**** Text passage ****

Will telehealth someday be looked at as a medical specialty all its own? According to a pair of physicians from New York Presbyterian, it should be.

The “medical virtualist,” as they call it in a new Journal of the American Medical Association commentary, would be a physician who spends the majority or all of their time interacting with patients through technology. Because telehealth is a new medium with nuances of care delivery that fall outside of typical medical training, the new position would require a considered role and unique education.

Michael Nochomovitz, MD, co-authored the commentary with Rahul Sharma, MD, MBA. In an interview with Healthcare Analytics News™, Nochomovitz explained the new challenges that telehealth services present to traditional clinicians.

“Looking at a person…Are there any clues to suggest that somebody needs to go to the home or actually come to see the physician in the hospital, or go to the emergency room?” he gave as an example. For most doctors, the ability to remotely detect patient risk or safety through a video conference is not an intuitive one, he said. Just feeling comfortable participating in a video conversation, as many in the general population already do, does not equate to delivering medical advice in the same setting.

****

> _Exercise tasks_
(A) Copy out part of the telehealth passage, starting at the words "Will telehealth someday" and ending after the words "to traditional clinicians.".
(B) Answer these questions from the telehealth passage:
(i) Which institution are the two physicians from?
(ii) In which publication did their commentary appear?
(iii) To which outlet did Nochomovitz give an interview?
(C) List every place that Nochomovitz's example quote in the telehealth passage names as a possible destination for a patient or caregiver.

**** Given records ****

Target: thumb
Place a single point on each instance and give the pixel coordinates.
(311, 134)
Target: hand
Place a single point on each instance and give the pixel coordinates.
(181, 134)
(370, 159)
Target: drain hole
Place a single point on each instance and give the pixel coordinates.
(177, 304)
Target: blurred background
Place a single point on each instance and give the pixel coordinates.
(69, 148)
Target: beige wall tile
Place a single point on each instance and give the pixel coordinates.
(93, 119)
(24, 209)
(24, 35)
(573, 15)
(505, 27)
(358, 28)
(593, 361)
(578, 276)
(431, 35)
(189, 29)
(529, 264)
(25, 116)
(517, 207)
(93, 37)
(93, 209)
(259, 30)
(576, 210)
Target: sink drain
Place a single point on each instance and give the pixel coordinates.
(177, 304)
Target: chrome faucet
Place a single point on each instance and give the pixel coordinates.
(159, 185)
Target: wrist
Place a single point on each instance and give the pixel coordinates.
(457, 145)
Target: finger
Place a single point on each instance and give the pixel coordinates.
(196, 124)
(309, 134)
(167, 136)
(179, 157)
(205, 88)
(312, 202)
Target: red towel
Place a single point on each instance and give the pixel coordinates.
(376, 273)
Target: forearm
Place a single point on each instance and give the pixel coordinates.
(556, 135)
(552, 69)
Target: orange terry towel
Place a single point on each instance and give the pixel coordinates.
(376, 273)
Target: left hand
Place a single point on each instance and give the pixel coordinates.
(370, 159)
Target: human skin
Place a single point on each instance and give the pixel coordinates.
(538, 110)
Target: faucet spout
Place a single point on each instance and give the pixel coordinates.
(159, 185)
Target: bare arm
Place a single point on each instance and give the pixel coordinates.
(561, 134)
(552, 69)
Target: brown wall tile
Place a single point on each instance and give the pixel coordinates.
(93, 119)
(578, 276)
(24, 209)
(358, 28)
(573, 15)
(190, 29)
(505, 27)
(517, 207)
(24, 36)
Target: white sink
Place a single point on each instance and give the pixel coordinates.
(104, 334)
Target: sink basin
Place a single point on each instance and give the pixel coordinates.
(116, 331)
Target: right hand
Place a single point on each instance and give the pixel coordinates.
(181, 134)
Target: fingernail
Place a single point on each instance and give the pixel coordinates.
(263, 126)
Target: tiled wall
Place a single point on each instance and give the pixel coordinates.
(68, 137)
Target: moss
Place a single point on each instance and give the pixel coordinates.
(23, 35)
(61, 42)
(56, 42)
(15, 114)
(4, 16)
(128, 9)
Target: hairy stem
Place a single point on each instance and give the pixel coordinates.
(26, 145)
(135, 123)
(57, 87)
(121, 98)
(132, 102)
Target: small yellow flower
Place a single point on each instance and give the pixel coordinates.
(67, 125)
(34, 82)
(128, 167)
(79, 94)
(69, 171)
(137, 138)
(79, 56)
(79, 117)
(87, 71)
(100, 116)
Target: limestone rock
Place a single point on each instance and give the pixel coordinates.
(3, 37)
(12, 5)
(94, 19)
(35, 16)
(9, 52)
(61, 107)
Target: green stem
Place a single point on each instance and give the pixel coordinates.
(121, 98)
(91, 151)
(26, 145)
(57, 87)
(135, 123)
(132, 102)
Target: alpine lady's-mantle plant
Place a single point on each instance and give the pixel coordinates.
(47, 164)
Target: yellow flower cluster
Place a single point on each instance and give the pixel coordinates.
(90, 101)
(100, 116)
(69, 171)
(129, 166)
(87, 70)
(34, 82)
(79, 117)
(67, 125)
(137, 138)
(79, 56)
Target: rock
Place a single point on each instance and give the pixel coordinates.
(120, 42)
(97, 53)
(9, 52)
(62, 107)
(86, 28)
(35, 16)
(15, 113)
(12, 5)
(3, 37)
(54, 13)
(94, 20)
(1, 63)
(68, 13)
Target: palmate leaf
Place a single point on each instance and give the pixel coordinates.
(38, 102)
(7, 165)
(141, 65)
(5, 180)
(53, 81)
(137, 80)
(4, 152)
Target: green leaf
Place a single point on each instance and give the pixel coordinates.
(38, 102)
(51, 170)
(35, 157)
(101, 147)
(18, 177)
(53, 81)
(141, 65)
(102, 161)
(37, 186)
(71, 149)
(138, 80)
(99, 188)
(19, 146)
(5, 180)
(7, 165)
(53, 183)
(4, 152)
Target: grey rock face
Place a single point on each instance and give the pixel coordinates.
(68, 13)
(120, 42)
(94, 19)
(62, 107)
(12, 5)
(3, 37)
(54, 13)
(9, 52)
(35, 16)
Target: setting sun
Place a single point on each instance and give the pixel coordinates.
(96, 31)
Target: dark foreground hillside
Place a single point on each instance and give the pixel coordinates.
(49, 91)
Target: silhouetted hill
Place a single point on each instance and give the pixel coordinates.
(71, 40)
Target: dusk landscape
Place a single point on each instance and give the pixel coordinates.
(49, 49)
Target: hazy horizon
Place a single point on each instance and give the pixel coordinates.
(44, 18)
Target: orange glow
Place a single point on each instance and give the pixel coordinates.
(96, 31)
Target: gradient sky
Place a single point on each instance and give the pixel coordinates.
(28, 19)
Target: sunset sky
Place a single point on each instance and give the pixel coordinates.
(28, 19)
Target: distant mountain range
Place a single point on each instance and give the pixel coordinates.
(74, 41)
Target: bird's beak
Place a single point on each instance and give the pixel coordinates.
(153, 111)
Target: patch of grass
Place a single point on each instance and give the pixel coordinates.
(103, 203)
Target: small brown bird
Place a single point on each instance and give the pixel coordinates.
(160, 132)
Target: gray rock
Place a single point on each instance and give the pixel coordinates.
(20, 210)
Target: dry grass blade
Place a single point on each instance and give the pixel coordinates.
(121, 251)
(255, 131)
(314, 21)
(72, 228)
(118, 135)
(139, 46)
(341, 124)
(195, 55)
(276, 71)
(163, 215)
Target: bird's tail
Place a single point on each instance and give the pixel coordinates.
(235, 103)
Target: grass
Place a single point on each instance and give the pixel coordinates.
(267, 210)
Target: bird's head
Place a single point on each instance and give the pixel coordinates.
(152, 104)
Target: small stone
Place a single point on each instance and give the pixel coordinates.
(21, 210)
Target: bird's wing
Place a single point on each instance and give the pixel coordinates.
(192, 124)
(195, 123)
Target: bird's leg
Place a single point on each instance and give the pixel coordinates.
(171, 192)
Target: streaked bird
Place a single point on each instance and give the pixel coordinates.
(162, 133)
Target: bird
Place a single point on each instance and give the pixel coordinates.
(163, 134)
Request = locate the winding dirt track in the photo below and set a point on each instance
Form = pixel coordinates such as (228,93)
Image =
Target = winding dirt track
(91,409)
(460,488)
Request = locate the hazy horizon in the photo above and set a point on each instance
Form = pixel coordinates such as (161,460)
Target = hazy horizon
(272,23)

****

> _Answers to this exercise_
(A)
Will telehealth someday be looked at as a medical specialty all its own? According to a pair of physicians from New York Presbyterian, it should be.

The “medical virtualist,” as they call it in a new Journal of the American Medical Association commentary, would be a physician who spends the majority or all of their time interacting with patients through technology. Because telehealth is a new medium with nuances of care delivery that fall outside of typical medical training, the new position would require a considered role and unique education.

Michael Nochomovitz, MD, co-authored the commentary with Rahul Sharma, MD, MBA. In an interview with Healthcare Analytics News™, Nochomovitz explained the new challenges that telehealth services present to traditional clinicians.

(B)
(i) New York Presbyterian
(ii) The Journal of the American Medical Association
(iii) Healthcare Analytics News™

(C)
the home
the hospital
the emergency room